Wähle in der folgenden Auflistung jede Zeile aus, die das Wort „rear“ enthält, und gib sie unverändert wieder.

(Datensätze zur Segmentierungsannotation)
<<<<

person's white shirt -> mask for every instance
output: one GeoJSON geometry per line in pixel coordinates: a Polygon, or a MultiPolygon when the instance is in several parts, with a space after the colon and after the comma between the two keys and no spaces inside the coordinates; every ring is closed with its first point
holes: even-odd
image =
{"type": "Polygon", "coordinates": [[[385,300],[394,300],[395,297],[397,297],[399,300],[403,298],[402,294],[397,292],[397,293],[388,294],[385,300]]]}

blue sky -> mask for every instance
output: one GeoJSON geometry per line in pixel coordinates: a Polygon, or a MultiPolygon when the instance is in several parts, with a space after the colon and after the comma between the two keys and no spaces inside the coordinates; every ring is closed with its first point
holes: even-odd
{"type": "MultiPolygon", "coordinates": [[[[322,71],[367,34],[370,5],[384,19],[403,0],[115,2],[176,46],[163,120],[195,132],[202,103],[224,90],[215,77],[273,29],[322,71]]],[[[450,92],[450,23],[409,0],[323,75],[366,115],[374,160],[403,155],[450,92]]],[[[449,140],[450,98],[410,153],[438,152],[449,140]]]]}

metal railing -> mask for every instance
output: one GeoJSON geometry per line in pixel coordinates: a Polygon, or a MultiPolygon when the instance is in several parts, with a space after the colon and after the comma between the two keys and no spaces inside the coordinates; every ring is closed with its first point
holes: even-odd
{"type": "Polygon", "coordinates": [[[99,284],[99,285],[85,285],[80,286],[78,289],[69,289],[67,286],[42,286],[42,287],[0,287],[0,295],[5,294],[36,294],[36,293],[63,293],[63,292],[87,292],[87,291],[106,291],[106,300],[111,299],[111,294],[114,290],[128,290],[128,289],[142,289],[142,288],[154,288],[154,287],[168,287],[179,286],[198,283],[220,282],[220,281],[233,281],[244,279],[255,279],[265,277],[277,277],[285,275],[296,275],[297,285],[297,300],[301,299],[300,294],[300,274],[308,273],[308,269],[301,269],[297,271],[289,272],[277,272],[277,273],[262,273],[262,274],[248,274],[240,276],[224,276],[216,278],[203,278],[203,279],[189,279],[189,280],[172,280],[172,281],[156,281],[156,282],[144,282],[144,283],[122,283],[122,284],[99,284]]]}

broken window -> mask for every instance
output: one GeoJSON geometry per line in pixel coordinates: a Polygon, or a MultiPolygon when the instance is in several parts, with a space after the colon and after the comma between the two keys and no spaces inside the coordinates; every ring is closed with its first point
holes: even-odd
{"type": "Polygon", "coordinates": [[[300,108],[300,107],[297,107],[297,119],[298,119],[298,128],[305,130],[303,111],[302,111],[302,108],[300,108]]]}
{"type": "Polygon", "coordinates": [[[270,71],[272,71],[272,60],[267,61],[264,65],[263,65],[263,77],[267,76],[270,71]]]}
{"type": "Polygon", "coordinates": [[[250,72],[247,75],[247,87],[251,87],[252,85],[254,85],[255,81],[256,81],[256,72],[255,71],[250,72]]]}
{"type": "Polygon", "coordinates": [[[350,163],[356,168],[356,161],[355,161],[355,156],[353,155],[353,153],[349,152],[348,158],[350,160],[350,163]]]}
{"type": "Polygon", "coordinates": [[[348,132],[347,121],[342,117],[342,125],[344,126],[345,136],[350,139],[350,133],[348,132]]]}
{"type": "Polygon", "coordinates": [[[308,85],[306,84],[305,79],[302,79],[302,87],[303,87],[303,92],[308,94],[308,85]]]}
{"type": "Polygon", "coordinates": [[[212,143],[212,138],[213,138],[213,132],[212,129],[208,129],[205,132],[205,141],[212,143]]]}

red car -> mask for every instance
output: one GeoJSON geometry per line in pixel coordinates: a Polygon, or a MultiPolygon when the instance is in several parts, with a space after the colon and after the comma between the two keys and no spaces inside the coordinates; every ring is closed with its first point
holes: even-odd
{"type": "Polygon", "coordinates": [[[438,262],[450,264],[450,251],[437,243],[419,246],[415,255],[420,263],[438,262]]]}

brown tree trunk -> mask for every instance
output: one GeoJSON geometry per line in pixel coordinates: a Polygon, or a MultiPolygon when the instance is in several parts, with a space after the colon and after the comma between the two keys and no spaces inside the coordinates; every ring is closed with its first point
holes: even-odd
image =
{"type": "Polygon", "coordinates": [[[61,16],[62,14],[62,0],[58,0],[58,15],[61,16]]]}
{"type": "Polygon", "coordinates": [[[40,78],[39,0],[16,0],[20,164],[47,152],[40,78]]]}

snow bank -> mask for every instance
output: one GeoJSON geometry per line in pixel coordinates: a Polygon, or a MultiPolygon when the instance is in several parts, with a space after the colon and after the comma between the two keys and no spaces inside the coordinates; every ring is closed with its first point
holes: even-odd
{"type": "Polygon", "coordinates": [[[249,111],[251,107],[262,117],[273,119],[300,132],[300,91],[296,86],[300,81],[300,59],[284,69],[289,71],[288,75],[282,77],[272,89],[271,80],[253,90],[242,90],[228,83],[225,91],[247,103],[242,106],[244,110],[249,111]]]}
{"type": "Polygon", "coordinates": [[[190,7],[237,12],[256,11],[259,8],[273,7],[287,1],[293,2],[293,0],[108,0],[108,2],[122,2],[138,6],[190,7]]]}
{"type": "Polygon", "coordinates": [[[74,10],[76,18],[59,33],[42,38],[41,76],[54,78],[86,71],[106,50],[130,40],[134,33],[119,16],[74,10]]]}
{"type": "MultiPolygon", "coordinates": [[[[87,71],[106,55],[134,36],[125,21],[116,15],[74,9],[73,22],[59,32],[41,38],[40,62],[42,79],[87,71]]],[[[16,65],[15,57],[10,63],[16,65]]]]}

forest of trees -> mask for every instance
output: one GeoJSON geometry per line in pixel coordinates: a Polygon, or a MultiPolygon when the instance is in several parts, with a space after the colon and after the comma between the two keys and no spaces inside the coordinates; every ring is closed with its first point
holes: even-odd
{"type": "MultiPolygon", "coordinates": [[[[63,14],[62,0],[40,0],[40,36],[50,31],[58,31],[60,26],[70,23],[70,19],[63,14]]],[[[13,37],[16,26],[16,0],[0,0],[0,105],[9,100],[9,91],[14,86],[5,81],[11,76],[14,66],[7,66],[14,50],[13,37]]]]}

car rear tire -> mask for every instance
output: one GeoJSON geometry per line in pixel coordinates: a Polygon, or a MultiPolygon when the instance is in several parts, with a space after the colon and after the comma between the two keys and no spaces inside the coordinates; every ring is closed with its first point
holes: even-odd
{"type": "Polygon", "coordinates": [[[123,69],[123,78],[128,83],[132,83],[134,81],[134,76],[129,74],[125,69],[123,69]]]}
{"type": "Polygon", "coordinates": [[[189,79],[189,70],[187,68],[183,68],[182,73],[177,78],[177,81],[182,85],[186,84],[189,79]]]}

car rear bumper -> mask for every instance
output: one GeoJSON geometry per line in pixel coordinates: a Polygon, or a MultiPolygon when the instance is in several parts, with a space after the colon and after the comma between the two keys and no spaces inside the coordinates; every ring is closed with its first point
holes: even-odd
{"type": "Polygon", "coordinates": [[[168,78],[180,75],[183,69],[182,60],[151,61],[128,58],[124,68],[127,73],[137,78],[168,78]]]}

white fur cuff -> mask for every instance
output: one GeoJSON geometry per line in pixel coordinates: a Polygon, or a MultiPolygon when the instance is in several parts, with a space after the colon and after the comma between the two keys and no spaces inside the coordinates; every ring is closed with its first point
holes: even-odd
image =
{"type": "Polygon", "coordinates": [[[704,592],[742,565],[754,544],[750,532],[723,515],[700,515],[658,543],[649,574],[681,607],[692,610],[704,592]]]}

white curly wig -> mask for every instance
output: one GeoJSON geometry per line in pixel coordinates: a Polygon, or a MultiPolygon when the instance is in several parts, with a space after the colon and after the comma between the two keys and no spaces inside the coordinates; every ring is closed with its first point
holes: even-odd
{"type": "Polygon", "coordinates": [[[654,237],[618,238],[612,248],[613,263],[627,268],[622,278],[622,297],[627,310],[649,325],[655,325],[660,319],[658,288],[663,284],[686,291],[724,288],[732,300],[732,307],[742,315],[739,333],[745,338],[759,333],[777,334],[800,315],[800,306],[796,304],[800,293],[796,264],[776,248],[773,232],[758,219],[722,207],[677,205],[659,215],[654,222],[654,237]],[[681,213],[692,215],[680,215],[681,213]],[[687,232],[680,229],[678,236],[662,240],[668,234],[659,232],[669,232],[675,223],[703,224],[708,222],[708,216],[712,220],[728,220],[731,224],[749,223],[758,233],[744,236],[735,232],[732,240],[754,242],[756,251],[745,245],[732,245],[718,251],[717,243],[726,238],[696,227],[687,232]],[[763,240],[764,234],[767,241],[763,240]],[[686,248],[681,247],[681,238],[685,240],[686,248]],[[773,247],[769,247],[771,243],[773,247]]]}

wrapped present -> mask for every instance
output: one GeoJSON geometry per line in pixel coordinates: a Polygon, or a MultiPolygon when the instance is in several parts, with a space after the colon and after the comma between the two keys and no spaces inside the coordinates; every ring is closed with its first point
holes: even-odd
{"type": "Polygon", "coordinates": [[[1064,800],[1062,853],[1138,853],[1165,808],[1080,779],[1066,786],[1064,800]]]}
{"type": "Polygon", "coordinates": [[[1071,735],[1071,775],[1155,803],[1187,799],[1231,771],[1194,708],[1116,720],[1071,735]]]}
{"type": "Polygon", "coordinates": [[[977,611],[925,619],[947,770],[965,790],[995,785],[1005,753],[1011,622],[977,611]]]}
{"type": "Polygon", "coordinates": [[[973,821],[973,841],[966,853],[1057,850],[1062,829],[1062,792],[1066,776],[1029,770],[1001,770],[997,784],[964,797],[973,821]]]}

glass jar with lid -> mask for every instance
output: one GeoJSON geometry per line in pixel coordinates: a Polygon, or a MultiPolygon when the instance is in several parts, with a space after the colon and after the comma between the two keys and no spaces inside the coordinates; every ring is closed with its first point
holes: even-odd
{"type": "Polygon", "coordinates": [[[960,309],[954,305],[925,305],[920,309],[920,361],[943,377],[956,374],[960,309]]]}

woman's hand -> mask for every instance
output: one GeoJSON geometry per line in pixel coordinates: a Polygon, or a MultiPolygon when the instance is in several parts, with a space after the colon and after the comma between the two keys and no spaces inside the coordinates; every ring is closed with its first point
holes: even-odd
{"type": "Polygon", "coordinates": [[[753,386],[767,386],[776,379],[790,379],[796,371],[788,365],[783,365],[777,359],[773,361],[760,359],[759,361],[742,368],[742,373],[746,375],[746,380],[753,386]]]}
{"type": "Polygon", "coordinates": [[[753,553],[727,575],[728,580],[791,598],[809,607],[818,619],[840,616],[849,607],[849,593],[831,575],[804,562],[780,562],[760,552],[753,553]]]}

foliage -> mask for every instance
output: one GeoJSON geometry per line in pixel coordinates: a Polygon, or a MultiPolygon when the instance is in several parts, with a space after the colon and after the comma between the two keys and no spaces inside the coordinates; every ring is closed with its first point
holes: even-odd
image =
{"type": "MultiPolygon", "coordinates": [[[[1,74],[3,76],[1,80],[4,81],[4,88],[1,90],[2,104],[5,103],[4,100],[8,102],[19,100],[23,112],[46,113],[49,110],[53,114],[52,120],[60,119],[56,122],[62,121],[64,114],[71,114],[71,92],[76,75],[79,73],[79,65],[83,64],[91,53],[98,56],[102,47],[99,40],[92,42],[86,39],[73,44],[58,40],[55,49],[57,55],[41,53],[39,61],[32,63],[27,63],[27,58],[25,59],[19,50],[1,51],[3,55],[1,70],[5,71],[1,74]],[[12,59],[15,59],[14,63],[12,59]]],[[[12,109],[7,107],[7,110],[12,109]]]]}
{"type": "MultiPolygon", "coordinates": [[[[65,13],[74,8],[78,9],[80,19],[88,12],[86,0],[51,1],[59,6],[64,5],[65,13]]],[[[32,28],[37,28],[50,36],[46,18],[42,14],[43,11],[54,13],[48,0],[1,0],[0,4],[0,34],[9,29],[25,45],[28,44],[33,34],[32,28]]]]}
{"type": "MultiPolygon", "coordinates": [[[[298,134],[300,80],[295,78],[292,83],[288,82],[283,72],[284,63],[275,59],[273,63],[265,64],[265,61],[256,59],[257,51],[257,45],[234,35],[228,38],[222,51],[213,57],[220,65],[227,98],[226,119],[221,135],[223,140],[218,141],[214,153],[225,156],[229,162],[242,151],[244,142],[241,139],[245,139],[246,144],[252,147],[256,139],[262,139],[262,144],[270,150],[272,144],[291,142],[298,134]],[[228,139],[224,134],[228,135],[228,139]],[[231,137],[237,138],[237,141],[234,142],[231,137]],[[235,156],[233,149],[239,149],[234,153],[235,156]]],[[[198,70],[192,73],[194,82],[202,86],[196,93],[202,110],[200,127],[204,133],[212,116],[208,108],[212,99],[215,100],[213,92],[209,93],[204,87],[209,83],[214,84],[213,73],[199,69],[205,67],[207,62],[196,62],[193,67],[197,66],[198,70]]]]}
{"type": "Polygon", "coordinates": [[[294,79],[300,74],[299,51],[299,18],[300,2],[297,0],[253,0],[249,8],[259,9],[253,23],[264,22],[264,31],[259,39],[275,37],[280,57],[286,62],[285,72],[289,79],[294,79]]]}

>>>>

→ **Antwort zur Aufgabe**
car rear tire -> mask for every instance
car rear bumper -> mask for every instance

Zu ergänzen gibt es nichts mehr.